◆ **EXTRACTED TEXT**:
This movie also has a very unique style of animation. The pictures are relatively simple, and except for the frame story, it is entirely in black and white, which reflects the style in which the graphic novels were drawn. This was a very specific choice by Satrapi who wanted the story to feel universal, rather than as "an Iranian story." I think she did a good job because though I did watch this movie many years ago, I didn't remember where it took place.
I did a little research on the film after watching it. It was hand-drawn, and hand-drawn on paper, as the animators struggled to get the lines they needed using computer programs. Being in black and white also made it difficult because they needed some level of contrast, so they had to figure out how to draw the setting in various shades of grey while keeping the characters in stark and black and white. In short, the animation was very purposeful, it took a lot of time, a lot of attention to detail, and a lot of technical skill to put together, which I personally think should be enough to call it "sophisticated."

◆ **INFORMATION**:
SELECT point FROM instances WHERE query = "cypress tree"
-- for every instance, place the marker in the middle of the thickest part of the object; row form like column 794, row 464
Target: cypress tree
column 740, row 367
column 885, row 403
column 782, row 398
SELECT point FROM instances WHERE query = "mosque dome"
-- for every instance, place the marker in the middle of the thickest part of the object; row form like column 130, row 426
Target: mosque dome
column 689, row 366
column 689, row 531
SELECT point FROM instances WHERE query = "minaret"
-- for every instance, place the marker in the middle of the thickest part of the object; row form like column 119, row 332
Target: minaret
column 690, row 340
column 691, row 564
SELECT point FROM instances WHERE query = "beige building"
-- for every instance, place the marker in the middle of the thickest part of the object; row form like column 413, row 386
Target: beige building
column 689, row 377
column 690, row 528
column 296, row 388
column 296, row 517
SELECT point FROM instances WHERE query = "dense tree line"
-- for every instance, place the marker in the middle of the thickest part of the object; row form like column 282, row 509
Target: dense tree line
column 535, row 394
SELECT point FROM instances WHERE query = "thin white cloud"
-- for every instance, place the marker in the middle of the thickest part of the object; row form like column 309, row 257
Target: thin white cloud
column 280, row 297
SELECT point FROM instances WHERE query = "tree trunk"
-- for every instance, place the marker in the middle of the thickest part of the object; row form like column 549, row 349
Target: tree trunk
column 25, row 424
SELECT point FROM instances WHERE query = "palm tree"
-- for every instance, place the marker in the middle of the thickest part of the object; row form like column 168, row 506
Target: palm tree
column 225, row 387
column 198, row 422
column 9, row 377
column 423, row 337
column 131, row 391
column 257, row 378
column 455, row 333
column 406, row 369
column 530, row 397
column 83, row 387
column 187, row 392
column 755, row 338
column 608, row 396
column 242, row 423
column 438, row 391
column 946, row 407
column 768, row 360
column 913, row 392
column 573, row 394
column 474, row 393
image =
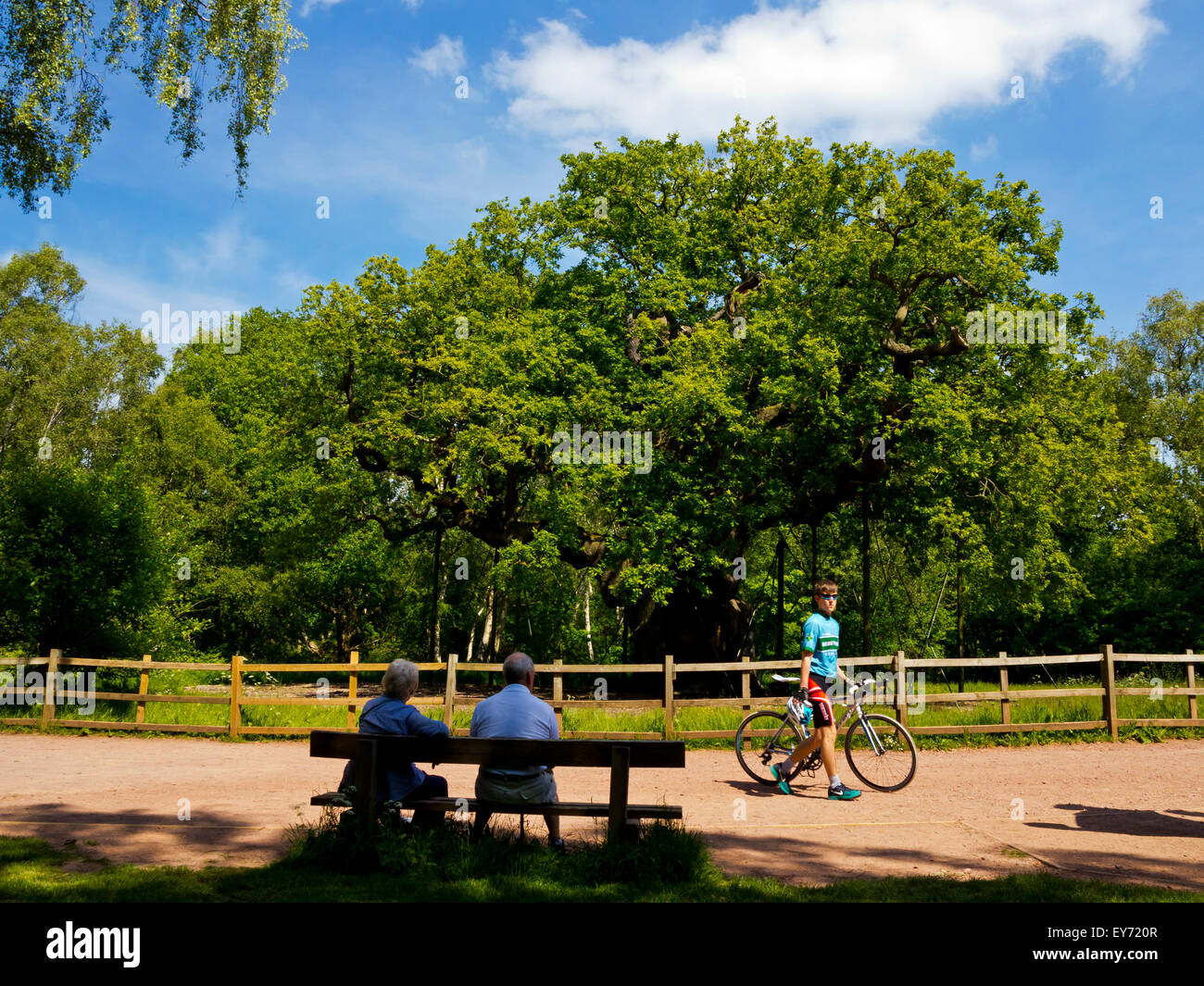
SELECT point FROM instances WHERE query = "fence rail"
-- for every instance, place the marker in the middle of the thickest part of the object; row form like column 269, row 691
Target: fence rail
column 898, row 665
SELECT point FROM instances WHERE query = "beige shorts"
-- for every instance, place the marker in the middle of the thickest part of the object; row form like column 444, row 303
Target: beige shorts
column 540, row 789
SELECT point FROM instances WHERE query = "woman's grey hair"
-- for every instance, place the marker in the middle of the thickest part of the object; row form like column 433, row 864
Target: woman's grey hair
column 400, row 680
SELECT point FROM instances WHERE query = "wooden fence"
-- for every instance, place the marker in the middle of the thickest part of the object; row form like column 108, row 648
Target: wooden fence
column 898, row 668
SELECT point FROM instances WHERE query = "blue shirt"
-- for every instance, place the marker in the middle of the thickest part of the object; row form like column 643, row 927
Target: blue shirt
column 821, row 636
column 392, row 717
column 514, row 714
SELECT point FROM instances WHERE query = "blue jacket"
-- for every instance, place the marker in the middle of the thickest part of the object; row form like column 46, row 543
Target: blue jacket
column 385, row 716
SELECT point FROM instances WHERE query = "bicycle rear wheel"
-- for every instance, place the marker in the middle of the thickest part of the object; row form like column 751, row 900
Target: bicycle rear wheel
column 880, row 753
column 757, row 754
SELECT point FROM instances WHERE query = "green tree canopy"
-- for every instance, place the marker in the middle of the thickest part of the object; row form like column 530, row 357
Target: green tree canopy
column 53, row 64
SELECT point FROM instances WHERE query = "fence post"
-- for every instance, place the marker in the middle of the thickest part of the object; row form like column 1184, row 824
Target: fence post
column 746, row 690
column 449, row 693
column 352, row 686
column 52, row 668
column 1006, row 702
column 1107, row 670
column 899, row 686
column 558, row 693
column 1192, row 708
column 669, row 696
column 140, row 713
column 235, row 693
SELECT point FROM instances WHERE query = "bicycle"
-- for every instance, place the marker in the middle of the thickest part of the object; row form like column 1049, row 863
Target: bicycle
column 878, row 748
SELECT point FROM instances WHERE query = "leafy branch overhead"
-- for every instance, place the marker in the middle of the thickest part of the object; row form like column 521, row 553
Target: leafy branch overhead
column 55, row 61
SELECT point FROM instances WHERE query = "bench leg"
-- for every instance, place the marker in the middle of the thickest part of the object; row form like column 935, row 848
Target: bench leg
column 365, row 785
column 480, row 822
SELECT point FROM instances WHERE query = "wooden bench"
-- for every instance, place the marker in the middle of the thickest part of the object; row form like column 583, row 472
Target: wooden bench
column 374, row 754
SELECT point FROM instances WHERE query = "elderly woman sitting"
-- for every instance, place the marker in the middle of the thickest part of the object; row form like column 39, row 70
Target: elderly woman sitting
column 392, row 714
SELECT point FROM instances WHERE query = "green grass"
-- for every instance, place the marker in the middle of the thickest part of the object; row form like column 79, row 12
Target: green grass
column 669, row 865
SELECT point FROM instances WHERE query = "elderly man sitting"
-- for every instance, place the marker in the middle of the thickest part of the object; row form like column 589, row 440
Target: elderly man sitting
column 392, row 714
column 514, row 713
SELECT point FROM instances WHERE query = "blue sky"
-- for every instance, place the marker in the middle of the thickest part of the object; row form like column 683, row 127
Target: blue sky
column 1110, row 117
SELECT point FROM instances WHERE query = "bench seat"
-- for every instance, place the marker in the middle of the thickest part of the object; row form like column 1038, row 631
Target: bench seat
column 562, row 809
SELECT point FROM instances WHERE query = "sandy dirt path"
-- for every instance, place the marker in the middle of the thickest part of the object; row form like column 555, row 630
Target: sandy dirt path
column 1123, row 812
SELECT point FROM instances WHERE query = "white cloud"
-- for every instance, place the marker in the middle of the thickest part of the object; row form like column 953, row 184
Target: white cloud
column 988, row 148
column 224, row 248
column 445, row 58
column 877, row 70
column 308, row 5
column 473, row 152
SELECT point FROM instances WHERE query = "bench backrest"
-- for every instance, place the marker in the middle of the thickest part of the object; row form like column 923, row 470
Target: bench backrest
column 497, row 753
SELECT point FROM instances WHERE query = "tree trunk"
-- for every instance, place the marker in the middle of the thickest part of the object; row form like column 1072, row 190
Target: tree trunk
column 866, row 636
column 589, row 630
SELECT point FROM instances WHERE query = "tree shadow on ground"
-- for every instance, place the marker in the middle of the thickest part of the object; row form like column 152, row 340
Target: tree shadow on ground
column 1130, row 821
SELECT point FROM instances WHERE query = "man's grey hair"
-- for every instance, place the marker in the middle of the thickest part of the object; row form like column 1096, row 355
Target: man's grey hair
column 517, row 668
column 400, row 680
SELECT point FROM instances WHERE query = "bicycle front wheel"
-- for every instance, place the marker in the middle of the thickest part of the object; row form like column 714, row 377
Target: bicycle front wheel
column 778, row 738
column 880, row 753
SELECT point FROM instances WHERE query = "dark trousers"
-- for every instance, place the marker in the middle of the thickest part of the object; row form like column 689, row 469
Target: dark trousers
column 432, row 788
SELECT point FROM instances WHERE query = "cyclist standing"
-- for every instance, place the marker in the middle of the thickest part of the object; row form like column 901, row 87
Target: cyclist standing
column 821, row 641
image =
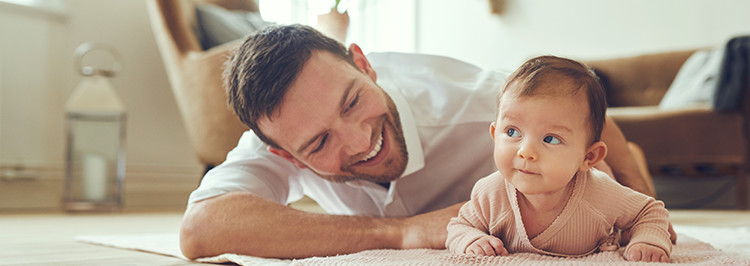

◆ **INSTRUCTIONS**:
a. From the film review, extract the passage starting at "This movie also" and ending at "it took place.".
b. Decide whether each statement agrees with the film review, answering yes or no and quoting the words of the review that settle it: (i) The animators drew the film using computer programs. (ii) The frame story is shown in black and white. (iii) Satrapi wanted the story to feel universal.
c. Proceed with the film review, picking up after its final sentence.

◆ **EXPECTED RESULTS**:
a.
This movie also has a very unique style of animation. The pictures are relatively simple, and except for the frame story, it is entirely in black and white, which reflects the style in which the graphic novels were drawn. This was a very specific choice by Satrapi who wanted the story to feel universal, rather than as "an Iranian story." I think she did a good job because though I did watch this movie many years ago, I didn't remember where it took place.

b.
(i) No: "It was hand-drawn, and hand-drawn on paper, as the animators struggled to get the lines they needed using computer programs."
(ii) No: "except for the frame story, it is entirely in black and white"
(iii) Yes: "Satrapi who wanted the story to feel universal, rather than as "an Iranian story.""

c.
Persepolis also varied it's animation in some subtle ways. In many scenes, the characters move more fluidly than the background elements, which give the setting a kind of cut paper feel. I personally liked the look of this because I like cut paper art. Also, sometimes, the animators reversed the contrast, casting characters in silloutte. This was especially common during big historical events, like the mass of people parading through the streets shouting, "down with the shah!" And in the scene where Marji's father explains to her how the shah came into power is done as a puppet show, which I do think was a clever way to despict historic events.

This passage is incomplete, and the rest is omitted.